* Passage provided *
=-=-=
Justice
Katju’s post, mentioned in my previous post, motivated me to get a copy
of “The Aryabhatiya of Aryabhata” by Walter Eugene Clark.
Some
Rules from the Book
The
translation of rule 19 in the chapter titled Ganitapada, as given by Clark:
“19.
The desired number of terms minus one, halved, plus the number of terms which
precedes, multiplied by the common difference between the terms, plus the first
term, is the middle term. This multiplied by the number of terms desired is the
sum of the desired number of terms.
Or
the sum of the first and last terms is multiplied by half the number of terms”
Clark
then goes on to explain the above:
“This
rule tells how to find the sum of any number of terms taken anywhere within an
arithmetic progression. Let n be the
number of terms extending from the (p + 1)th to the (p + n)th terms in an
arithmetical progression, let d be the common difference between the terms, let
a be the first term of the progression, and l the last term.
=-=-=
* Data segment *
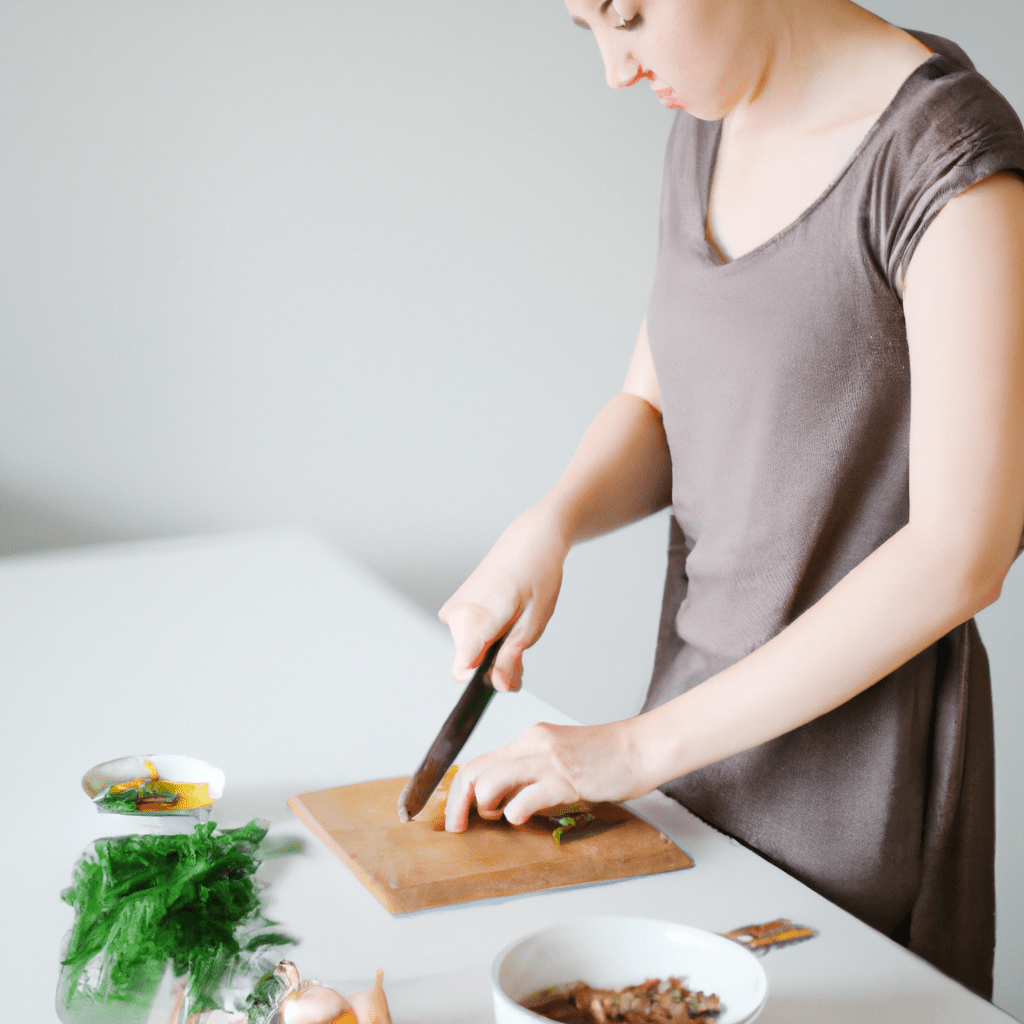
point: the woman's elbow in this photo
=-=-=
* Directions *
1) In the passage on the Aryabhatiya, which chapter contains rule 19?
2) Write what follows the last sentence of the passage on the Aryabhatiya.

* Answers for the tasks *
1) Ganitapada

2)
The
second part of the rule applies only to the sum of the whole progression
beginning with the first term.
S
= n * [a + {((n -1)/2) + p} * d]
S
= {(a + l) * n}/2
“
The
above is the sum of an arithmetic progression. Where
is the proof/derivation of the rule?
Clark
then gives Aryabhatta’s rule 20 of the Ganitapada as follows:
“20.
Multiply the sum of the progression by eight times the common difference, add
the square of the difference between twice the first term and the common
difference, take the square root of this, subtract twice the first term, divide
by the common difference, add one, divide by two. The result will be the number
of terms.”
Really? Prove it!!
Using
symbols the rule can be expressed as the algebraic formula:
N
= [({sqrt{(8 * d * S) + (d – 2 * a)^2} – 2 * a}/d) + 1]
This
is obtained from the first expression for S above, by taking the series from
the first term onwards (p = 0). Since the expression contains the square of n, it means solving for n requires solving
a quadratic equation. Why does the
Aryabhattiya not have a derivation for the general formula?
The
rules that follow are even more mind blowing! But, regrettably, no
proofs/derivations.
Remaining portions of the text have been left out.